Information provided section start
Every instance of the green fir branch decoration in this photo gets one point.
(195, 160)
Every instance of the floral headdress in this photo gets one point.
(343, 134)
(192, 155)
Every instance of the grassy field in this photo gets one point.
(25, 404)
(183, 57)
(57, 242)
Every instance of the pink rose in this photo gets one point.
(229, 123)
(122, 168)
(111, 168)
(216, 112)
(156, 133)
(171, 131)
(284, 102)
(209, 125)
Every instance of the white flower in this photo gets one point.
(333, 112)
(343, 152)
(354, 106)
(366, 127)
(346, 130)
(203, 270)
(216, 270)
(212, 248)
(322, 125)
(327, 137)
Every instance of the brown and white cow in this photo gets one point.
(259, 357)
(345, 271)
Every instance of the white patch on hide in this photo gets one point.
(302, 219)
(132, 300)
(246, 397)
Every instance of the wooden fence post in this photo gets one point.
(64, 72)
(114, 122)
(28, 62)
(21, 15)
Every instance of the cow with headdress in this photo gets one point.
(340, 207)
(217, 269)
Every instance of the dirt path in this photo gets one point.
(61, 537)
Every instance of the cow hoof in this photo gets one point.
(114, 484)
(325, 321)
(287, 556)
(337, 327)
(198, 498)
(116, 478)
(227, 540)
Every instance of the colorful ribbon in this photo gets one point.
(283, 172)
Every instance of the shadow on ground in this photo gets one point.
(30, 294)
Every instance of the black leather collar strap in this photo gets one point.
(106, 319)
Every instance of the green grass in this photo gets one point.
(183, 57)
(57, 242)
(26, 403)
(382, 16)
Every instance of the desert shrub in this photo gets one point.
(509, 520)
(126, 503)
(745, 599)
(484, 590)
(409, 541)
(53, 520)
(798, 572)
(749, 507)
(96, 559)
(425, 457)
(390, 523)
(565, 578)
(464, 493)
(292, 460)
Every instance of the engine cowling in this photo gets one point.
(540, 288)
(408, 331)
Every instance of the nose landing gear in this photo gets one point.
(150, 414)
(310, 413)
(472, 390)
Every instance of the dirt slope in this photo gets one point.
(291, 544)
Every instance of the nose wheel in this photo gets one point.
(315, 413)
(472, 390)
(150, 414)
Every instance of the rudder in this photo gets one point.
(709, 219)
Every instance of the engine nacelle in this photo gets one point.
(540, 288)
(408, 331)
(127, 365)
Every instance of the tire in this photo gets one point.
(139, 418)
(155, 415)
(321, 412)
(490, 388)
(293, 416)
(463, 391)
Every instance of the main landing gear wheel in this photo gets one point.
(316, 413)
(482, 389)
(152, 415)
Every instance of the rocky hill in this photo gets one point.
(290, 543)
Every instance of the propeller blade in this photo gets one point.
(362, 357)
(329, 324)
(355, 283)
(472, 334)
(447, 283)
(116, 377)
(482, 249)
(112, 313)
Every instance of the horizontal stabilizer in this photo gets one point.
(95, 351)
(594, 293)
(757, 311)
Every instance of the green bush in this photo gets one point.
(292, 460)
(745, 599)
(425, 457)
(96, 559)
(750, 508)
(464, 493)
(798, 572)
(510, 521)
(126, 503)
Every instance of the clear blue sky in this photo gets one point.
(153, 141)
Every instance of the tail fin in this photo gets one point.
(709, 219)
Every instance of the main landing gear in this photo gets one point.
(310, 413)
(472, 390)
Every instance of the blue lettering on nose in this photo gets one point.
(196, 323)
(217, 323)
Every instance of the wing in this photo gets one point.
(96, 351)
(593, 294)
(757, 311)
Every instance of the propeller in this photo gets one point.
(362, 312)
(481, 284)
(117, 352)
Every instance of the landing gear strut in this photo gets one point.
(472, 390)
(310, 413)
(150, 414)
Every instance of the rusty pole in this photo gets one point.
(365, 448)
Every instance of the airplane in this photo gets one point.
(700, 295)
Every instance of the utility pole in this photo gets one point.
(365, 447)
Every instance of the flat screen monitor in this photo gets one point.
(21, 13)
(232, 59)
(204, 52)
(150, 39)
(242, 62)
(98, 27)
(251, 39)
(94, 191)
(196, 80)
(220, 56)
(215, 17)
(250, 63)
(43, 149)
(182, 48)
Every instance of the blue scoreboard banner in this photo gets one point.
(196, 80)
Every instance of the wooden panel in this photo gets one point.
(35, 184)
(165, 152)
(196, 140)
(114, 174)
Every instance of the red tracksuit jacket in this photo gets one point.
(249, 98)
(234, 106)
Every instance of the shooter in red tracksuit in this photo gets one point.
Information provided section end
Requirement | Would you give the entries back word for word?

Response area |
Every instance of the green fir branch decoration in this photo gets one point.
(195, 160)
Every instance of the floral headdress in this photo gets one point.
(343, 134)
(192, 155)
Every instance of the grassy field in this photo gets one point.
(25, 404)
(183, 57)
(57, 242)
Every instance of the pink rose in this photo gets one point.
(229, 123)
(122, 168)
(111, 168)
(216, 112)
(156, 133)
(171, 131)
(284, 102)
(209, 125)
Every instance of the white flower in this photo gets one point.
(333, 112)
(343, 152)
(354, 106)
(366, 127)
(346, 130)
(203, 270)
(216, 270)
(212, 248)
(322, 125)
(327, 137)
Every instance of the brown and white cow in this photo gets one point.
(259, 357)
(345, 271)
Every instance of the white patch on hide in this photo gets one point.
(302, 219)
(132, 300)
(246, 397)
Every instance of the wooden fence post in this photo gets one point.
(64, 72)
(114, 122)
(28, 62)
(21, 15)
Every instance of the cow with headdress in this photo gets one point.
(340, 207)
(217, 269)
Every instance of the dirt path in this photo gets one point.
(61, 537)
Every instance of the cow hoof in this photo gets one point.
(114, 484)
(325, 321)
(287, 556)
(337, 327)
(198, 498)
(116, 478)
(227, 540)
Every instance of the colorful ribbon in this photo gets one point.
(283, 172)
Every instance of the shadow on ground in this photo gets one point.
(30, 294)
Every instance of the black leather collar strap in this photo gets one point.
(106, 319)
Every instance of the green grass in this photo gets one point.
(183, 57)
(57, 242)
(26, 403)
(382, 16)
Every instance of the desert shrub in this photo gets one point.
(509, 520)
(126, 503)
(745, 599)
(484, 590)
(409, 541)
(53, 520)
(798, 572)
(749, 507)
(96, 559)
(425, 457)
(390, 523)
(565, 578)
(464, 493)
(292, 460)
Every instance of the engine cowling in this photo gets one point.
(540, 288)
(408, 331)
Every instance of the nose landing gear in this photo gets one point.
(150, 414)
(310, 413)
(472, 390)
Every instance of the dirt slope in this photo gets one point.
(291, 544)
Every instance of the nose wheel in this photo gets one point.
(315, 413)
(472, 390)
(150, 414)
Every instance of the rudder in this photo gets one point.
(709, 219)
Every instance of the engine nacelle in this photo gets one point.
(540, 288)
(408, 331)
(127, 365)
Every instance of the tire in this photo gets one point.
(139, 418)
(155, 415)
(321, 412)
(490, 388)
(293, 416)
(463, 391)
Every instance of the main landing gear wheel in this photo gets one point.
(316, 413)
(482, 389)
(152, 415)
Every instance of the rocky hill in this photo gets one point.
(290, 543)
Every instance of the propeller blade in this photo gets one point.
(362, 357)
(329, 324)
(355, 283)
(472, 334)
(447, 283)
(116, 377)
(482, 249)
(112, 313)
Every instance of the horizontal stabilizer in this photo gets one point.
(95, 351)
(594, 293)
(757, 311)
Every instance of the green bush in this photo gets one point.
(292, 460)
(745, 599)
(425, 457)
(96, 559)
(750, 508)
(464, 493)
(798, 572)
(510, 521)
(126, 503)
Every instance of the clear blue sky in this photo gets one point.
(153, 141)
Every instance of the tail fin in this photo gets one point.
(709, 219)
Every instance of the main landing gear in this photo gets one point.
(310, 413)
(472, 390)
Every instance of the blue lettering on nose in this photo gets one point.
(196, 323)
(217, 323)
Every instance of the wing in this photo gets one point.
(96, 351)
(593, 294)
(757, 311)
Every instance of the propeller in this photo gets one point.
(362, 312)
(481, 284)
(117, 352)
Every instance of the landing gear strut in this photo gets one point.
(472, 390)
(310, 413)
(150, 414)
Every instance of the rusty pole in this photo gets one point.
(365, 448)
Every instance of the airplane in this photo gets one point.
(700, 295)
Every instance of the utility pole in this photo gets one point.
(365, 447)
Every instance of the flat screen monitor in this photo gets one point.
(21, 13)
(232, 59)
(204, 52)
(150, 39)
(242, 62)
(98, 27)
(251, 39)
(94, 191)
(196, 80)
(220, 56)
(215, 17)
(250, 63)
(43, 149)
(182, 48)
Every instance of the blue scoreboard banner in this photo gets one point.
(196, 80)
Every instance of the wooden panel in this photo gets one point.
(35, 184)
(165, 152)
(196, 140)
(114, 174)
Every instance of the red tracksuit jacket in this photo gets one point.
(249, 98)
(234, 106)
Every instance of the shooter in red tracksuit in this photo gets one point.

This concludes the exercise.